- [Written task 1]
From the proof excerpt, list the three inequalities in the displayed condition for Case 6.
- [Written task 2]
Decide whether each statement agrees with the proof excerpt, answering yes or no and quoting the words that settle it: (a) In Case 5, candidate L can be made better off. (b) In the opening paragraph, the rank of candidate L will increase. (c) Case 5 concludes that x_H^* is greater than 1/2.
- [Written task 3]
Please write out a passage of the proof excerpt. Begin at the words "There does not" and stop after "L will decrease.".

- [Source text]
┄┄┄┄┄┄
There does not exist\(x_L'\in [0,x_H^*-\delta _H+\delta _L)\) that improves the payoff of candidate L. For any such \(x_L'\), candidate N will have the limit best response \(x_N'=x_H^*+\delta _H\), so \({\hat{V}}_H(x_L')>{\hat{V}}_N>{\hat{V}}_L(x_L')\), and the rank of candidate L will decrease.

Case 5 :

\(V_{H1}< {\hat{V}}_N\) and \({\hat{V}}_N< V_{L1}\), or

$$\begin{aligned} \delta _L> 16\delta _H-3 \quad \text{ and } \quad \delta _L>\frac{1-2\delta _H}{13}. \end{aligned}$$

There exists\(x_L'\in [0,x_H^*-\delta _H+\delta _L)\) that improves the payoff of candidate L. We have \(\delta _L<\frac{1-2\delta _H}{8}\), so \(x_H^*<\frac{1}{2}\). Take \(x_L'=x_H^*-\delta _H+\delta _L-e\). If \(e>0\) is sufficiently small, we have \(V_N''(x_L')\approx x_H^*-\delta _H<{\hat{V}}_N\). It follows that candidate N has the limit best response \(x_N'=x^*_H+\delta _H\) that yields \({\hat{V}}_L(x_L')>{\hat{V}}_N>{\hat{V}}_H(x_L')\), so candidate L will be better off.

Case 6 :

\({\hat{V}}_{N}< V_{L1}\), \(V_{H1}\ge V_{L1}\), and \({\hat{V}}_N\ge V_{L0}\), or

$$\begin{aligned} \delta _L>\frac{1-2\delta _H}{13},\quad \delta _L\le \delta _H-\frac{1}{7} \quad \text{ and } \quad \delta _L\le \frac{1-2\delta _H}{4.25}. \end{aligned}$$
There exists\(x_L'\in [0,x_H^*-\delta _H+\delta _L)\) that improves the payoff of candidate L if and only if\(\delta _L>\frac{1-2\delta _H}{8}\). Indeed, such \(x_L'\) must satisfy the following conditions:

  1. 1.

    \({\hat{V}}_L(x_L')>{\bar{V}}_L\), or \(x_L'\in (\frac{2-4\delta _H-\delta _L}{5},x_H^*-\delta _H+\delta _L)\).

  2. 2.

    \({\hat{V}}_L(x_L')\ge {\hat{V}}_N\), or \(x_L'\in [\frac{4-8\delta _H-17\delta _L}{5},x_H^*-\delta _H+\delta _L)\). Otherwise, there exists \(x_N'>x_H^*+\delta _H\) such that \(V_H(x_L',x_H^*,x_N')>V_N(x_L',x_H^*,x_N')>V_L(x_L',x_H^*,x_N')\).
┄┄┄┄┄┄
- [Data excerpt]
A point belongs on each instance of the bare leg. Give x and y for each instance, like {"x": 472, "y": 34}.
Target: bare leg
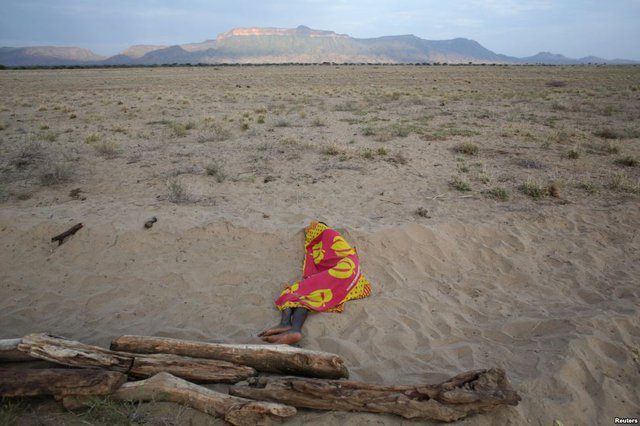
{"x": 294, "y": 334}
{"x": 285, "y": 324}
┄┄┄┄┄┄
- [Full response 1]
δ_L > (1 − 2δ_H)/13
δ_L ≤ δ_H − 1/7
δ_L ≤ (1 − 2δ_H)/4.25

- [Full response 2]
(a) Yes: "so candidate L will be better off."
(b) No: "and the rank of candidate L will decrease."
(c) No: "so \(x_H^*<\frac{1}{2}\)"

- [Full response 3]
There does not exist\(x_L'\in [0,x_H^*-\delta _H+\delta _L)\) that improves the payoff of candidate L. For any such \(x_L'\), candidate N will have the limit best response \(x_N'=x_H^*+\delta _H\), so \({\hat{V}}_H(x_L')>{\hat{V}}_N>{\hat{V}}_L(x_L')\), and the rank of candidate L will decrease.